## [Фрагмент текста]
######

В августе газета «Меркурио» подвергла нападкам предложение национализировать крупнейшую компанию по производству бумаги «Папелера». Она имела заводы в Пуэнте-Альто, Талька и других городах и не только занимала господствующие позиции на чилийском рынке, но и давала крупные валютные поступления. Газета «Меркурио» неустанно повторяла, что национализация и установление государственного контроля над производством бумаги означали бы конец свободе печати в Чили. Это был «хороший предлог» для оппозиции, и ее представители старались не упустить ни одной возможности, чтобы сыграть на нем. Правительство предложило выкупить акции бумажной компании. Однако газета «Меркурио» отказалась поместить правительственное объявление, обращенное к держателям акций, а представители оппозиции обратились к ним с призывом «не продавать свою свободу».

Осуществление экспроприации используемыми ранее методами сталкивалось со всевозрастающими трудностями. Серьезную озабоченность у правительства вызывала также возникшая среди мелких собственников паника, которую сеяли среди них враги Народного единства в связи с экспроприацией. Учитывая это, правительство решило внести в конгресс /148/ законопроект, который предоставлял бы ему право национализировать предприятия определенного типа и размера. Законопроект, объявленный в октябре, давал правительству право национализировать только те предприятия, чей капитал превышал 14 миллионов эскудо по состоянию на 31 декабря 1969 года. Правительство сразу же заявило, что оно не собирается брать в свои руки все эти предприятия, что оно предлагает национализировать лишь 150 из них, оставив в частном секторе предприятия немонополизированные и не имеющие первостепенного значения.

Внесли свой законопроект и христианские демократы. В соответствии с ним по каждому акту национализации требовалось принятие отдельного законодательства. Это означало, что правительство уже не могло экспроприировать предприятия на основании уже имеющихся законов и что полномочия решать вопросы о национализации перейдут к конгрессу. По этому законопроекту все решения о переводе предприятий в общественную сферу (государственный сектор), принятые после 14 октября 1971 года и не санкционированные законодательством, утвержденным согласно этой новой поправке, будут считаться «недействительными». Эта статья давала поправке обратную силу; в результате правительству пришлось бы вернуть прежним владельцам банки и другие предприятия, приобретенные до 14 октября, включая те, которые были выкуплены.

######

## [Исходные данные]
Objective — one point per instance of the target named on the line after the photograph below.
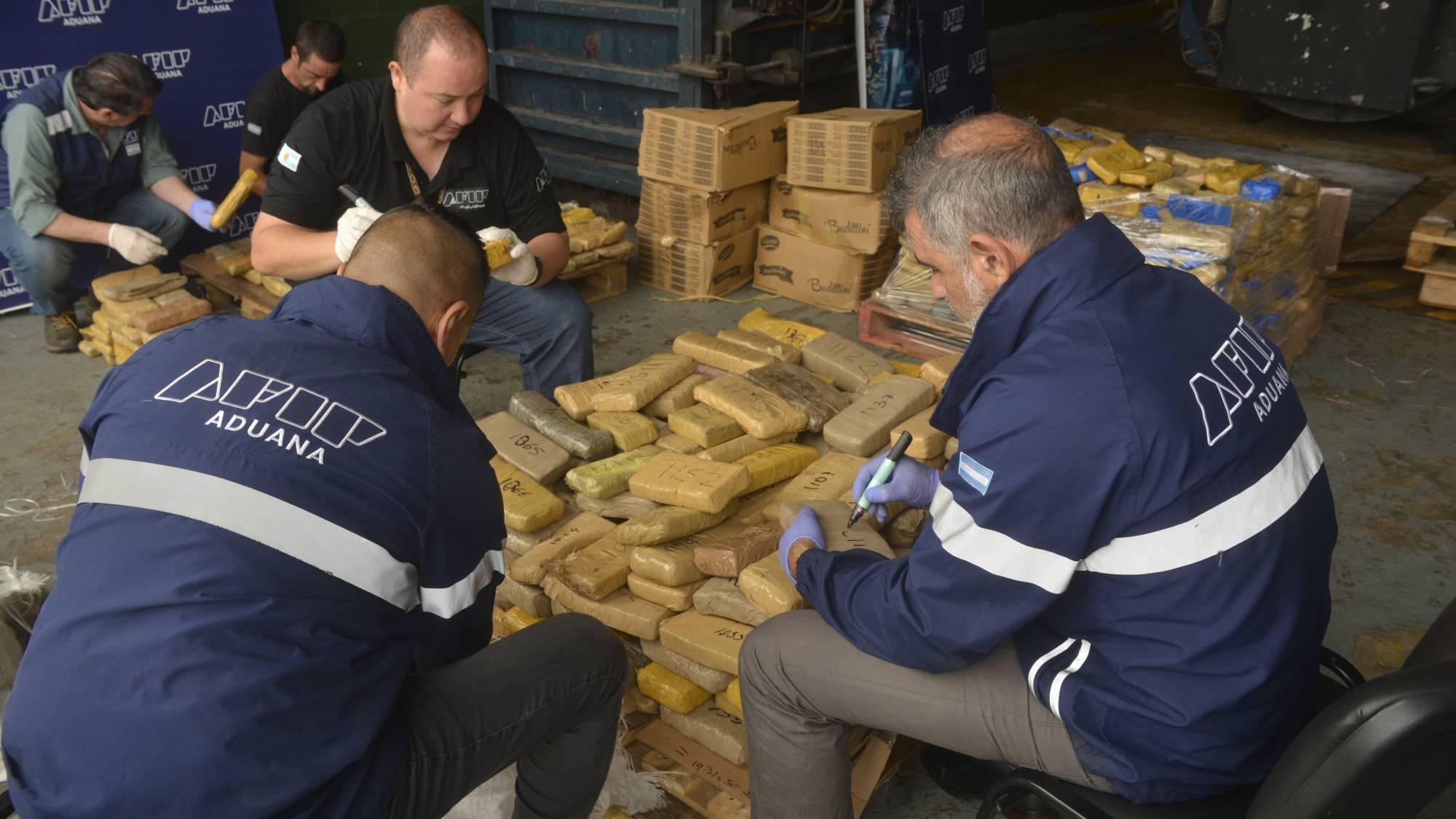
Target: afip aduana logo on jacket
(295, 424)
(74, 12)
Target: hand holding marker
(882, 477)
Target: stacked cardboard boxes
(829, 241)
(704, 193)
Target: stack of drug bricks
(705, 191)
(228, 274)
(1246, 231)
(829, 241)
(653, 499)
(138, 306)
(599, 248)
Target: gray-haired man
(1125, 576)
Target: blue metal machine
(579, 74)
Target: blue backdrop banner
(209, 55)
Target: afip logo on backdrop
(938, 81)
(74, 12)
(200, 177)
(168, 65)
(953, 20)
(206, 7)
(225, 114)
(15, 81)
(978, 62)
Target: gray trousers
(804, 685)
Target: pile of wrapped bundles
(593, 238)
(138, 306)
(653, 499)
(1246, 231)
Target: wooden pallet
(911, 334)
(254, 298)
(1433, 253)
(601, 280)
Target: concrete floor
(1380, 385)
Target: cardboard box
(701, 216)
(850, 149)
(697, 270)
(819, 274)
(716, 149)
(842, 219)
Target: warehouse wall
(368, 24)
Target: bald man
(276, 593)
(1125, 576)
(430, 130)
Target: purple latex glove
(912, 484)
(804, 528)
(202, 213)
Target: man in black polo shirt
(285, 92)
(430, 130)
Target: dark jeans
(548, 327)
(547, 698)
(43, 264)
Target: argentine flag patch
(289, 158)
(975, 474)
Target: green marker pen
(882, 477)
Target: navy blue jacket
(277, 521)
(91, 183)
(1139, 502)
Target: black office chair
(1381, 749)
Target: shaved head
(446, 27)
(427, 257)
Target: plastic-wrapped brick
(703, 675)
(682, 480)
(729, 553)
(710, 640)
(672, 598)
(579, 534)
(609, 477)
(669, 523)
(759, 411)
(528, 505)
(848, 363)
(721, 596)
(537, 411)
(630, 430)
(864, 427)
(777, 464)
(621, 609)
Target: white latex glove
(522, 269)
(135, 244)
(352, 226)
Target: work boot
(62, 334)
(85, 306)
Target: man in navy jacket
(276, 593)
(1125, 574)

######

## [Что сделать]
(A) Процитируйте из текста о национализации в Чили отрывок, который начинается словами «Внесли свой законопроект» и идет вплоть до слов «которые были выкуплены.».
(B) Какие предприятия правительство получало право национализировать по законопроекту, объявленному в октябре, согласно тексту о национализации в Чили?
(C) Продолжите текст о национализации в Чили, начав сразу после его последнего предложения.
Приведенные выше строки взяты из другого источника и с текстом о национализации в Чили не связаны.

## [Ответы по порядку]
(A)
Внесли свой законопроект и христианские демократы. В соответствии с ним по каждому акту национализации требовалось принятие отдельного законодательства. Это означало, что правительство уже не могло экспроприировать предприятия на основании уже имеющихся законов и что полномочия решать вопросы о национализации перейдут к конгрессу. По этому законопроекту все решения о переводе предприятий в общественную сферу (государственный сектор), принятые после 14 октября 1971 года и не санкционированные законодательством, утвержденным согласно этой новой поправке, будут считаться «недействительными». Эта статья давала поправке обратную силу; в результате правительству пришлось бы вернуть прежним владельцам банки и другие предприятия, приобретенные до 14 октября, включая те, которые были выкуплены.

(B) Только те предприятия, чей капитал превышал 14 миллионов эскудо по состоянию на 31 декабря 1969 года.

(C)
Переговоры между правительством и оппозицией по вопросу о принятии законодательства, дающего право на национализацию, и определении трех сфер собственности зашли в тупик. В декабре Альенде составил список, включив в него только 91 предприятие, которое должно перейти под государственный контроль, однако эта попытка пойти на компромисс не принесла успеха. Конгресс отказался принять законопроект, выдвинутый Народным единством, а президент наложил вето на поправку к конституции, принятую конгрессом.

В июне 1972 года представители Народного единства и ХДП провели переговоры с целью определить возможности выработки взаимоприемлемого законодательства. Христианские демократы настаивали на том, чтобы по крайней мере четыре банка и бумажная компания остались в частном секторе. В конце июня переговоры были прерваны.

Еще до срыва переговоров ведущий теоретик по юридическим вопросам в Народном единстве Эдуардо Новоа следующим образом охарактеризовал сложившееся положение:

«Для того чтобы иметь возможность действовать, правительство должно было пустить в ход ряд юридических распоряжений, о /149/ которых почти забыли. Однако, после того как они были максимально использованы, наступил момент, когда уже не осталось никакого правового механизма, с помощью которого можно идти дальше... Даже те немногие правовые механизмы, которые позволили бы более чем умеренное осуществление программы Народного единства, сводились на нет»[157].

Трудности с решением вопроса о национализации особенно усилились в тот момент, когда обострилась проблема инфляции. Обе эти проблемы являлись частью более общего кризиса, связанного с политическими затруднениями. Различные партии коалиции Народного единства и МИР, не входившее в нее, по-разному реагировали на кризис.

Коммунистическая партия считала, что следует «повернуть штурвал».

«Особенность современного положения, — отмечал Орландо Мильяс, — состоит в том, что в соотношении сил произошел сдвиг не в пользу рабочего класса и правительства Народного единства вследствие ошибок, допущенных в политике и экономике... Было бы фатально продолжать увеличивать число наших врагов; напротив, мы должны идти на уступки и, по меньшей мере, контролировать определенные социальные слои и группы...»

Нам следует не разглагольствовать, указывал Мильяс, по поводу отраслей, которые мы предлагаем перевести в государственный сектор в будущем, а улучшить управление и повысить эффективность работы тех, которые государство уже имеет[158].

Социалистическая партия, состоявшая из ряда фракций, не имела единого мнения. Однако преобладала линия против передышки для консолидации; ее сторонники утверждали, что материальная база олигархии должна быть уничтожена. Только наступая, можно расширить власть народа. Если отрасль «стратегическая», ее необходимо перевести в общественную сферу.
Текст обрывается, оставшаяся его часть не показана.